ヴォーカルがいないインストゥルメンタルのロック・バンドであるte'のライヴには、彼らの音楽を聴きに来る、というよりは“音を体感しよう”というファンが多い。この日も、1曲目の「勝望美景を愛し、酒食音律の享楽を添え、画に写し『世』に喩え。」から始まり本編全22曲。ステージ上のバンドも、そこから放たれる音を浴びる観客たちも、音の洪水の中で、身体で音楽を感じているようだった。

本編最後の「自由と孤立と己とに充ちた時代に生きた犠牲として訪れる『未来』」では、「インストのライヴですが最後に皆で大合唱して終わりましょう!」というベースのmasaのMCを受け、観客たちが“ラ~ララ~”と合唱で応える。バンドはインストなのに、歌は客席からという不思議な現象が、しかも自然に起こってしまう。

そうした本編終了ですでにかなりの達成感をもたらしたものの、2回のアンコールに応えてさらに6曲を演奏。バンドも観客も完全燃焼しきった、爽快な熱気が会場に溢れた夜だった。

現在、te'の過去3枚のアルバムをフルで収録した3枚組LPが、ドイツのレーベル「Denovali record」(http://denovali.com/)からリリースされている。

また、BARKSにて掲載中のムック逹瑯の対談連載「異種格闘対談-Ring【round2】-」最新回は、te'のギターhiroが登場。それぞれの音楽スタイルのことやバンド名の由来、さらに愛猫のことまで、“緊急ツイッター質問”も交えながらのバーリトゥードなトークが展開されている。ぜひ、こちらもチェックしていただきたい。

写真●森 久

【セットリスト】
1.勝望美景を愛し、酒食音律の享楽を添え、画に写し『世』に喩え。
2.人々が個を偉人と称する時が来れば彼は既に『傀儡』へと変わる。
3.天涯万里、必然を起こすは人に在り、偶然を成すは『天』に在り。
4.言葉を用いて奏でる者は才能に在らず、ただの記憶に『過』ぎぬ。
5.決断は無限の扉を開くのでは無く無限の誤謬に『終止符』を打つ。
6.性は危険と遊戯を、つまり異性を最も危険な『玩具』として欲す。
7.愛も信仰も同じ様に日々のささやかな勤行でのみ『維持』される。

課題一覧.
1 - このライヴレポートでは、本編最後の曲で観客たちが合唱したのはなぜか。1〜3文で説明せよ。
2 - このライヴレポートの「本編最後の「自由と孤立と己と」から「しかも自然に起こってしまう。」まで（両端の語句を含む）を、「観客たち」を「ファンたち」に変えて書き直せ。

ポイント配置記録
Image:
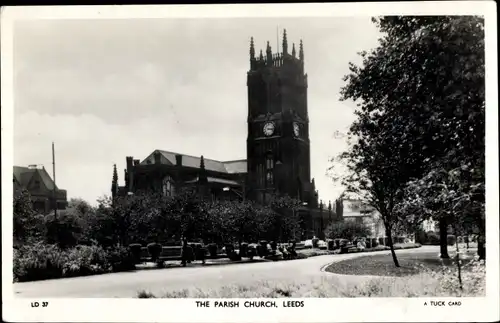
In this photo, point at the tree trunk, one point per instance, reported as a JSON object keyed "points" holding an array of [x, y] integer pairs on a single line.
{"points": [[443, 235], [391, 245], [481, 248]]}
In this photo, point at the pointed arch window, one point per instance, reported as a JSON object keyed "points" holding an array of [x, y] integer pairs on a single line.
{"points": [[269, 169], [168, 186]]}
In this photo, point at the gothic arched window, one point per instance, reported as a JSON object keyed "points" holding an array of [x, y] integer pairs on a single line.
{"points": [[269, 169], [168, 186]]}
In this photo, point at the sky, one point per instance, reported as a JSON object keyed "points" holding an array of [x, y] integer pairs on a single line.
{"points": [[102, 90]]}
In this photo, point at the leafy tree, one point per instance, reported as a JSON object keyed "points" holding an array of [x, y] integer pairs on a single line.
{"points": [[28, 225], [346, 230], [421, 99], [286, 220]]}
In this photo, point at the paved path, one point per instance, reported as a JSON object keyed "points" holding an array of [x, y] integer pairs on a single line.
{"points": [[126, 285]]}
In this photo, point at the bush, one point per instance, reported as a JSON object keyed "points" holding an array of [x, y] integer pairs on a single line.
{"points": [[136, 251], [432, 238], [42, 261], [120, 259], [244, 249], [451, 239], [212, 250], [154, 250], [85, 260], [38, 261]]}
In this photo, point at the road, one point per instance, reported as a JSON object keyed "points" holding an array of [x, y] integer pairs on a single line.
{"points": [[157, 281]]}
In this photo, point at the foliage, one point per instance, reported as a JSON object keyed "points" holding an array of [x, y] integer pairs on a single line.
{"points": [[85, 260], [421, 99], [154, 250], [136, 251], [28, 226], [38, 261], [346, 230], [47, 261], [422, 285], [120, 259]]}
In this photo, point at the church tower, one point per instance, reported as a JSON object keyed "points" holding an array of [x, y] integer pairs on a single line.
{"points": [[278, 152]]}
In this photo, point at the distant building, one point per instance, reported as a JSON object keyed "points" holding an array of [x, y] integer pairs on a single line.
{"points": [[277, 144], [430, 225], [41, 187], [356, 211]]}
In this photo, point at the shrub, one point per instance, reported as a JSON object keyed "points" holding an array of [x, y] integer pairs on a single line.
{"points": [[187, 253], [38, 261], [136, 251], [85, 260], [212, 250], [432, 238], [262, 248], [120, 259], [244, 249], [154, 250]]}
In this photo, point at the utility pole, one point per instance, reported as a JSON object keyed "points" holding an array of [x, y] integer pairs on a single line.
{"points": [[54, 176]]}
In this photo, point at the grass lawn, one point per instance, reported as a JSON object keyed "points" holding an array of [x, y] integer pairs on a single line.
{"points": [[383, 265], [397, 282], [421, 285]]}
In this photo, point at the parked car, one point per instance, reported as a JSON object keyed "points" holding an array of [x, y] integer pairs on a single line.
{"points": [[308, 243], [322, 245]]}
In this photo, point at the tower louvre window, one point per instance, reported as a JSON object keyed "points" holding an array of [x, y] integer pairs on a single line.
{"points": [[168, 186], [269, 169]]}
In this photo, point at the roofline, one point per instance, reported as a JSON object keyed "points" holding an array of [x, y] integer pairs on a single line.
{"points": [[171, 152], [234, 161]]}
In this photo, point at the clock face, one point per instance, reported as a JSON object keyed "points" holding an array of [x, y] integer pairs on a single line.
{"points": [[296, 129], [269, 128]]}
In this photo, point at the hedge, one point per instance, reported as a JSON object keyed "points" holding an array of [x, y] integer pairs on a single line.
{"points": [[47, 261]]}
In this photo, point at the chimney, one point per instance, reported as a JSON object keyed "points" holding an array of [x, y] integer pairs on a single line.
{"points": [[178, 160], [157, 157], [129, 162]]}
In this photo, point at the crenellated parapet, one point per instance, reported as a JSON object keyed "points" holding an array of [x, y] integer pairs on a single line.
{"points": [[276, 60]]}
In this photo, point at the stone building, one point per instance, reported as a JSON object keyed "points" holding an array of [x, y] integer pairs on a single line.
{"points": [[278, 146], [42, 189]]}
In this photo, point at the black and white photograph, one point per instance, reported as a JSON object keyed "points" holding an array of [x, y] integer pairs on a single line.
{"points": [[251, 163]]}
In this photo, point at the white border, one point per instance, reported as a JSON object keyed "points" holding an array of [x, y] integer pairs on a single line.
{"points": [[316, 310]]}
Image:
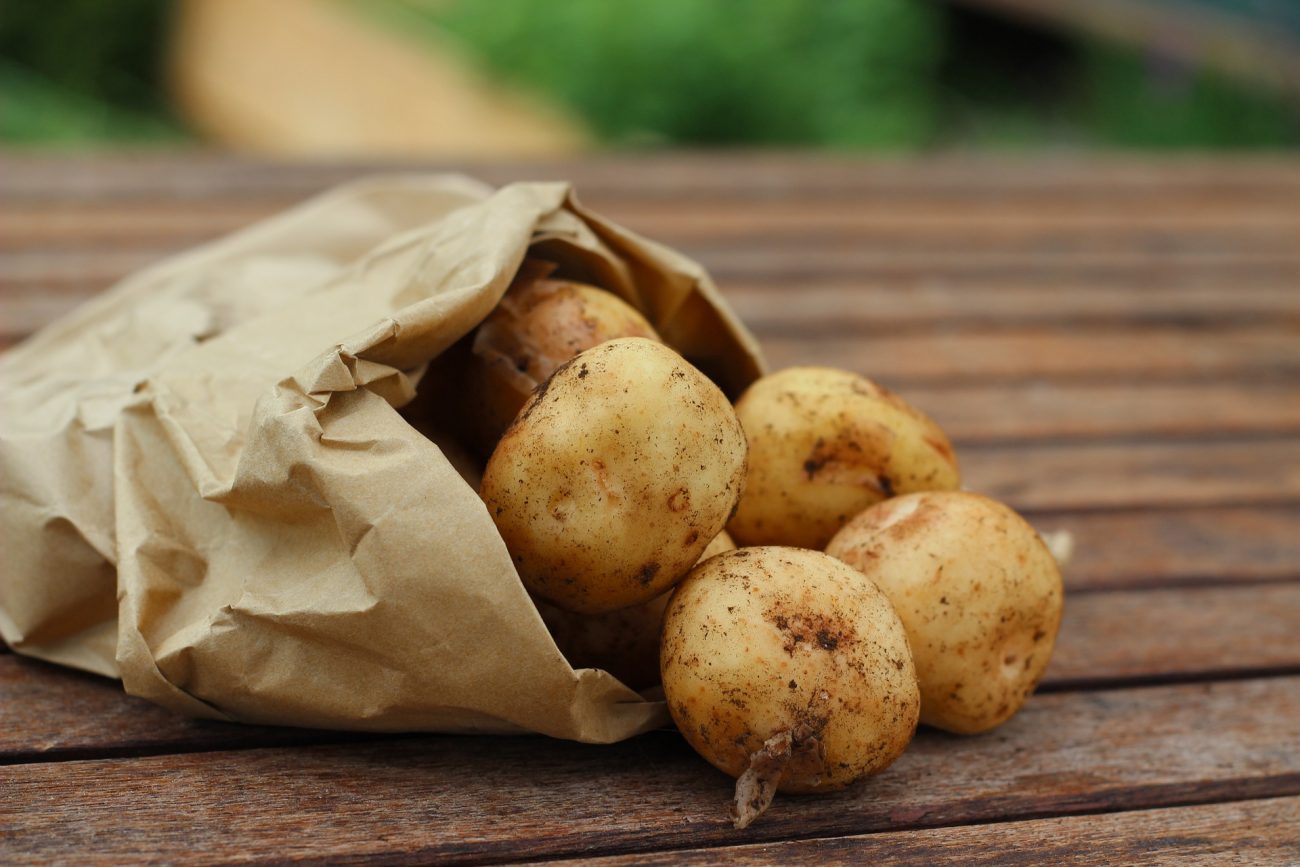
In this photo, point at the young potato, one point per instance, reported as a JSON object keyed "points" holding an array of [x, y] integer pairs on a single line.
{"points": [[978, 590], [623, 642], [826, 443], [615, 476], [538, 325], [787, 670]]}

解答.
1 - ベースのmasaが「インストのライヴですが最後に皆で大合唱して終わりましょう!」とMCで呼びかけたからである。観客たちはそれを受けて、“ラ~ララ~”と合唱で応えた。

2 -
本編最後の「自由と孤立と己とに充ちた時代に生きた犠牲として訪れる『未来』」では、「インストのライヴですが最後に皆で大合唱して終わりましょう!」というベースのmasaのMCを受け、ファンたちが“ラ~ララ~”と合唱で応える。バンドはインストなのに、歌は客席からという不思議な現象が、しかも自然に起こってしまう。